Segmentation dataset records:
+ + + + +
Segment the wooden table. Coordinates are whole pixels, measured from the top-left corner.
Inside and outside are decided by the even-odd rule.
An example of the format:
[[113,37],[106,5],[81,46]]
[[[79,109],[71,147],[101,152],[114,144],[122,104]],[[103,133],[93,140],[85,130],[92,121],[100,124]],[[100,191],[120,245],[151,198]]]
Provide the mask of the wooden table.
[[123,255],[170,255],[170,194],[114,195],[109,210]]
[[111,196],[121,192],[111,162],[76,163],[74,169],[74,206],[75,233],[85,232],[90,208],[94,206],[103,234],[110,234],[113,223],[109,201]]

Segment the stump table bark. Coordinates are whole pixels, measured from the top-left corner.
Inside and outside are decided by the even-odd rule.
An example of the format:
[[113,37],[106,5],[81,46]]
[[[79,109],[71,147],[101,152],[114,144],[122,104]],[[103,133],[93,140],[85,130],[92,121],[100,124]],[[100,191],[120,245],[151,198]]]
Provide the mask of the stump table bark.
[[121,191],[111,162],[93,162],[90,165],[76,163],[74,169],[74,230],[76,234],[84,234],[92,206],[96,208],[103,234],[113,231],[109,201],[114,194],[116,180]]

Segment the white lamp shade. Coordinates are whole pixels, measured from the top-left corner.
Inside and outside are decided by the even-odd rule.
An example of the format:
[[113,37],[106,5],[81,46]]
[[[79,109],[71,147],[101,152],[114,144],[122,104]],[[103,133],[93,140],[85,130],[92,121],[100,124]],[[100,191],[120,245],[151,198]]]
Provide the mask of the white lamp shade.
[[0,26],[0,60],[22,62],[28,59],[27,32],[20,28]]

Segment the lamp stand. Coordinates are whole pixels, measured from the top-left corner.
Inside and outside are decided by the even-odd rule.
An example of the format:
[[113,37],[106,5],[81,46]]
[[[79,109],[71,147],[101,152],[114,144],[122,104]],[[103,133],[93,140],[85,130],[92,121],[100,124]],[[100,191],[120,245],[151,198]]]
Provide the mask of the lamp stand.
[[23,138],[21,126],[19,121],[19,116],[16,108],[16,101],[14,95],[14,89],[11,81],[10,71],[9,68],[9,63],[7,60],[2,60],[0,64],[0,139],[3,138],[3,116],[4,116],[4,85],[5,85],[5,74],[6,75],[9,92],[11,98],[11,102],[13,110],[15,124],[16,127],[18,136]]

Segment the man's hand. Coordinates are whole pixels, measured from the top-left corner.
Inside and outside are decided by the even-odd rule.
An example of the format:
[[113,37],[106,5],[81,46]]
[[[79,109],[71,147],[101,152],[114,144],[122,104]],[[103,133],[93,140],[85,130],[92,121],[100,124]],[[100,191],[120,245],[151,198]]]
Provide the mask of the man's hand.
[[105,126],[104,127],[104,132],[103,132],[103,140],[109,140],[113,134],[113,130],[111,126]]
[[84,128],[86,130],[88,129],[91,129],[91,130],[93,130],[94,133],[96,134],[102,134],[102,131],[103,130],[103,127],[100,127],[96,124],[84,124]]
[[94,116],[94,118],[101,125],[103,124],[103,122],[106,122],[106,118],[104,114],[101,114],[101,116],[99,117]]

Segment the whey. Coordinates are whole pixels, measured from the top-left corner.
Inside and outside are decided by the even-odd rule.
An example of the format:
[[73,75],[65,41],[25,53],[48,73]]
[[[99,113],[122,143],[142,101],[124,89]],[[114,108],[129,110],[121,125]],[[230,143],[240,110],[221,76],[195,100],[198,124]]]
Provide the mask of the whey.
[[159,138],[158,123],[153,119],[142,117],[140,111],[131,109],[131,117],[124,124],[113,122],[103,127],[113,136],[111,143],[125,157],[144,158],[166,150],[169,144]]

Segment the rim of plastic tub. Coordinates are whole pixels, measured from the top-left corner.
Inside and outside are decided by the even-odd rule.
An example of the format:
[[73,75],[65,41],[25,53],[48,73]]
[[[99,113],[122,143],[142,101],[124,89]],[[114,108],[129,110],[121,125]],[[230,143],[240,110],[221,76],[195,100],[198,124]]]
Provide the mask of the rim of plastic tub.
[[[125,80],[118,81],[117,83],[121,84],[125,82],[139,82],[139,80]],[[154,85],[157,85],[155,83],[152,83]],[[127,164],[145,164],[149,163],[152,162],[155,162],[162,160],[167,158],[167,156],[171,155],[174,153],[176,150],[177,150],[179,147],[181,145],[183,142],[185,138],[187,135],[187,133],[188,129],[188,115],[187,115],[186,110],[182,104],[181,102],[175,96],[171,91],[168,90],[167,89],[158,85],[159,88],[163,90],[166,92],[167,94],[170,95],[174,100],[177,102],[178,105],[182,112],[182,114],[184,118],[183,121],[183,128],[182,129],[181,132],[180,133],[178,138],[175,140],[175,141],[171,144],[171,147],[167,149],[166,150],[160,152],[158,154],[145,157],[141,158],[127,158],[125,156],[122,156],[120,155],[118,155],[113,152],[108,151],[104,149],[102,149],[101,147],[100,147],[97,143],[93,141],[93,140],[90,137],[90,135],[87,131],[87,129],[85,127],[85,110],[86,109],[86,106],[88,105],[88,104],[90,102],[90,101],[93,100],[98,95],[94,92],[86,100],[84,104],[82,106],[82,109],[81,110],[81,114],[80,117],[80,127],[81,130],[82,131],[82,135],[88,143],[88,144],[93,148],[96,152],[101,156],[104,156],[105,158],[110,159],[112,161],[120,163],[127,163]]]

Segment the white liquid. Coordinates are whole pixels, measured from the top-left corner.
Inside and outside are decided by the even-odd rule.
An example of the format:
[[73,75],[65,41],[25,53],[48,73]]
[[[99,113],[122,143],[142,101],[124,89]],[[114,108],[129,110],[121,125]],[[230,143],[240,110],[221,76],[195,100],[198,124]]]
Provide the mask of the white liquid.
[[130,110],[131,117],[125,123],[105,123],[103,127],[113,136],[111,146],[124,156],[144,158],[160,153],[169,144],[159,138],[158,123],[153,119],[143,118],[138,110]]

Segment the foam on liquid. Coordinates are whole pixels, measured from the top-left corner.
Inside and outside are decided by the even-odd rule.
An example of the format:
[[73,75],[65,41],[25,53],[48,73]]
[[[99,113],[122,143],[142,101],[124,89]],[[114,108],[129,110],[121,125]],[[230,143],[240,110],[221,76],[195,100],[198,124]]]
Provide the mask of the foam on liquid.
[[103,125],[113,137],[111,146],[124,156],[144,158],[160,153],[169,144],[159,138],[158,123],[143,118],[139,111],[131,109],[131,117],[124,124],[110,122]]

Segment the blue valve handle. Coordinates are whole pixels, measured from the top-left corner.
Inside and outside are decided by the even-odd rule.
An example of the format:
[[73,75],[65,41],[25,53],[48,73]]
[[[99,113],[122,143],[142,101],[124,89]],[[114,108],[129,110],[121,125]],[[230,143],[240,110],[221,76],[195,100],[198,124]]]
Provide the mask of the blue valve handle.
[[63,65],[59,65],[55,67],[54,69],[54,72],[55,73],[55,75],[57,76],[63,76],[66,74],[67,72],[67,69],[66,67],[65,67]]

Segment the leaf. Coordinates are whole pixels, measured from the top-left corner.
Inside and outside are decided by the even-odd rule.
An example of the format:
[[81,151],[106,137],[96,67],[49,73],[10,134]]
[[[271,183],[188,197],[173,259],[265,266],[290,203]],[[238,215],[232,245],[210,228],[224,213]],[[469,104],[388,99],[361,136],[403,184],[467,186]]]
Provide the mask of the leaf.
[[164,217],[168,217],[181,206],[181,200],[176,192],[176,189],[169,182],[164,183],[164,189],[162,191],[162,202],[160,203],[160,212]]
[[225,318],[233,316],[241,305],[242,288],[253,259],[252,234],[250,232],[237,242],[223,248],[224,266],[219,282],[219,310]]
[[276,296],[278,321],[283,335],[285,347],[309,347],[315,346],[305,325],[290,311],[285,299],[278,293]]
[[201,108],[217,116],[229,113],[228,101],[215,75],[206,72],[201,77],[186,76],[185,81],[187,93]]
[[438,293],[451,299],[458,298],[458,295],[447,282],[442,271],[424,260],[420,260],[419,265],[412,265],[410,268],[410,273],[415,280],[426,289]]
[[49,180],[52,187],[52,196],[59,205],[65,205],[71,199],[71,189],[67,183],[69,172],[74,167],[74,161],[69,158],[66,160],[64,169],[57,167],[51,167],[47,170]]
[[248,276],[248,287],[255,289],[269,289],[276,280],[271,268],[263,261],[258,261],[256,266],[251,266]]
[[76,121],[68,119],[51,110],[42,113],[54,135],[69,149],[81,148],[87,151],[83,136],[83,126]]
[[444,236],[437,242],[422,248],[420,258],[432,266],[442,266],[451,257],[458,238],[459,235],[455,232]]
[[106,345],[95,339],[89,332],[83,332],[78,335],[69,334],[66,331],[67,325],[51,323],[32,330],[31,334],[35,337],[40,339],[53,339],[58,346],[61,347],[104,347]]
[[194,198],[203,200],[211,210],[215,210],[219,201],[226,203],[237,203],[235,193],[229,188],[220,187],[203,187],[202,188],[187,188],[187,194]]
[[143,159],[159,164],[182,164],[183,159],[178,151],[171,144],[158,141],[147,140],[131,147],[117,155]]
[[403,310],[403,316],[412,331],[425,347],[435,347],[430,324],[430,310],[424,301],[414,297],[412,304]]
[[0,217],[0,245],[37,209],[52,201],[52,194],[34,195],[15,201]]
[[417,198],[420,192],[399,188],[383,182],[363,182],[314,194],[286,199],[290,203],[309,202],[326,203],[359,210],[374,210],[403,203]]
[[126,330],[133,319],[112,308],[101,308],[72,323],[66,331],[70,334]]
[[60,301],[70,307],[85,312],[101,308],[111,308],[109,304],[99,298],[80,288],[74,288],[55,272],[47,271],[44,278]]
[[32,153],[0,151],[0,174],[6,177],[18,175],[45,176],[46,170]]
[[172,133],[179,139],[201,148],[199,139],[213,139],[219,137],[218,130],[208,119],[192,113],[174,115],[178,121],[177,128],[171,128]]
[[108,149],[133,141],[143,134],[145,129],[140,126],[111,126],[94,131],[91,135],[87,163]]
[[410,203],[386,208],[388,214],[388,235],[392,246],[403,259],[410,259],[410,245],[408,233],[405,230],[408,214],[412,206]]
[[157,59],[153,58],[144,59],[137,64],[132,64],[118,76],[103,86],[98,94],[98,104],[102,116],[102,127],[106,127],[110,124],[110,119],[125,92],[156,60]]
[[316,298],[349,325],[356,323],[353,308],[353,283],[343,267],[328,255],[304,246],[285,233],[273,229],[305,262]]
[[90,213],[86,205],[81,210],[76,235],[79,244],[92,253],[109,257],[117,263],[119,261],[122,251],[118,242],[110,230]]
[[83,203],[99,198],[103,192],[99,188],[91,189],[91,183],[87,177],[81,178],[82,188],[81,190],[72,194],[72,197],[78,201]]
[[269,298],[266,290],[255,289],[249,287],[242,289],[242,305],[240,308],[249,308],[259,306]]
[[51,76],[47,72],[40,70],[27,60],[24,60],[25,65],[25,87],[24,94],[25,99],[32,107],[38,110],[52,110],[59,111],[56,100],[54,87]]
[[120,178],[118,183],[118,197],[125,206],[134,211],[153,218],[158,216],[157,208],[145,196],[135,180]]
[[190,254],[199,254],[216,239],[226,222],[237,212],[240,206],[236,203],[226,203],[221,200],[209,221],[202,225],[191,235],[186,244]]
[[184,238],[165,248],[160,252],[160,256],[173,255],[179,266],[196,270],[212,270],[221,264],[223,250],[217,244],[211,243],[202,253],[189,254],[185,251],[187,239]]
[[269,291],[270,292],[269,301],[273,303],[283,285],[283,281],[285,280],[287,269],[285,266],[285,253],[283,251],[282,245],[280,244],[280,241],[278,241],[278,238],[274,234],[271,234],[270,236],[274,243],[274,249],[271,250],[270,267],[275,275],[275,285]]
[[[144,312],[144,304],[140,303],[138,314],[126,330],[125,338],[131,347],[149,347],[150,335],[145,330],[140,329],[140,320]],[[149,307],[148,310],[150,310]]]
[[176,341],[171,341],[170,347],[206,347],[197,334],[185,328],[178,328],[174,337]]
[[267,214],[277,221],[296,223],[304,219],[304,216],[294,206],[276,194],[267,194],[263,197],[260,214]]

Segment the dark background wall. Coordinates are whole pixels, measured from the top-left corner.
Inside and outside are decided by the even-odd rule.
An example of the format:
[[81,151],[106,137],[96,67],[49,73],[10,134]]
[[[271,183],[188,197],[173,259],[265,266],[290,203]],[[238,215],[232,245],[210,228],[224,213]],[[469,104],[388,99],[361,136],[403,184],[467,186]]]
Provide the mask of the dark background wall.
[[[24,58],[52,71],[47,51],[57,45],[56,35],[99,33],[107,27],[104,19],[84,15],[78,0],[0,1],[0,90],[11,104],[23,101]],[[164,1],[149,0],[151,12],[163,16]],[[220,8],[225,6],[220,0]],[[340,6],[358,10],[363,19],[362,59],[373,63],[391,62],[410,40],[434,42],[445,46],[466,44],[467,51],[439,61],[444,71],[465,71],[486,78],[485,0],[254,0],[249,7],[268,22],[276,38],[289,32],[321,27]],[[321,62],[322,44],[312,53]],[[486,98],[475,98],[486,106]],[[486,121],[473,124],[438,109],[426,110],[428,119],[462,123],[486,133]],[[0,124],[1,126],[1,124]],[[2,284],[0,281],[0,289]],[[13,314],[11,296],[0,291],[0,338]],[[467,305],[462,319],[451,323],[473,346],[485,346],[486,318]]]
+ + + + +
*The exercise*
Please give the lines of the listing, starting at the line containing "Segment the white liquid." and ending at the line containing "Provide the mask of the white liquid.", as a Markdown table with the columns Row and Line, leaving out any blank lines.

*The answer*
| Row | Line |
|---|---|
| 1 | Segment the white liquid. Coordinates are whole pixels, measured from the top-left corner. |
| 2 | Inside and outside are decided by the even-odd rule. |
| 3 | An example of the format: |
| 4 | [[73,75],[65,41],[25,53],[48,73]] |
| 5 | [[[99,113],[122,143],[142,101],[124,89]],[[114,108],[129,110],[121,125]],[[230,143],[240,110],[221,76],[195,100],[198,124]]] |
| 6 | Provide the mask of the white liquid. |